**Extract provided**
»»

Sorry for the delay in publishing anything lately. I’ve been dealing with a lot of internal stuff, and when that happens lately, I seem to shut down and focus on… well, internal things.
Two weeks ago, I was at home (as I usually am on a Thursday) and I went through the normal routine. Get up, play some games on the computer while eating breakfast, think about any work I can do for the day, and then, after putting my dish in the dishwasher, I walk into the garage and let Levi out of his pen.
(For those of you not in the know, Levi is our chihuahua. He sleeps in a fenced-in area in our garage where he has access to a luxurious futon, a litter box, food, and water.)
The normal routine has Levi bolt out of bed, go running to the back door, doing his toilet business in the back yard, and coming back in for a little cuddle before settling onto his big cushion in front of the fireplace for a good part of the morning. And he does it at 120 times the speed a normal 16 year old dog should do it (being a chihuahua and all).

««

**Task instructions**
1/ In the blog post about Levi, what kind of dog is Levi?
2/ Write the next part of the blog post about Levi's morning routine, continuing after its last sentence.

**Raw data**
»»

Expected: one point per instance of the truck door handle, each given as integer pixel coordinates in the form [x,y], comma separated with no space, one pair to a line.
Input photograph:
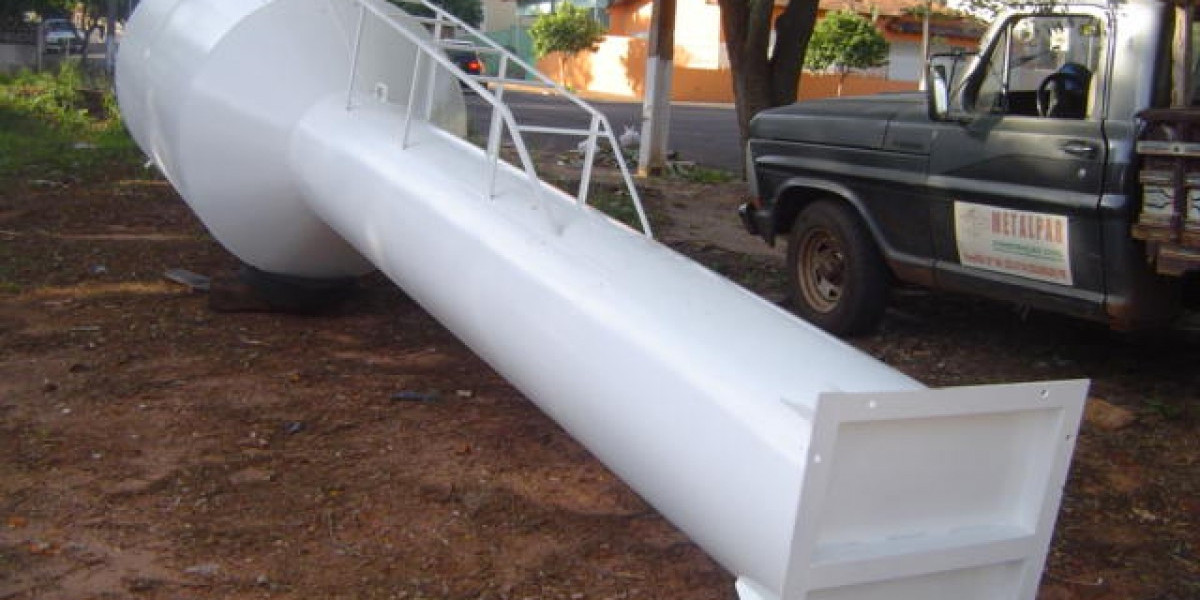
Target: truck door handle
[1081,149]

««

**Responses for each task**
1/ A chihuahua.

2/
This all went to plan, except when Levi got to his big cushion, he made a hacking noise twice (this is a normal noise he makes after he’s eaten grass or has a hairball) and then fainted.
All I remember is rushing to the cushion as quickly as I could and shaking him slightly as I made a prayer aloud to God. Within seconds, he came to, and seemed fine (although a bit dazed). He has been fine ever since.
He had been ill earlier in the week, so I wasn’t sure if it was the aftermath of that (just got up too quickly and that was that) or if his heart murmur was at that stage where it would make him pass out.
Noel tends to be a bit more laid back about these sorts of things: Levi fainted once, he had been sick a few days before, it probably is nothing. The “exterior” me thinks, he’s probably right; I’m just overreacting. All the time, the “interior” me is worried beyond belief, the voice within screaming, “Take him to the vet! Take him to the vet! Take him to the vet!”
Yesterday, I finally caved in to the “interior” me and took him to the vet, despite nothing else seemingly wrong.
Chantal (our vet) found that Levi’s heart murmur has grown worse from when he had a chest x-ray 9 months ago while his teeth were being cleaned. The x-ray had found nothing out of the ordinary, but now, instead of her hearing a dum-dum rhythm when listening to his heart, all she could hear was a wooshing noise.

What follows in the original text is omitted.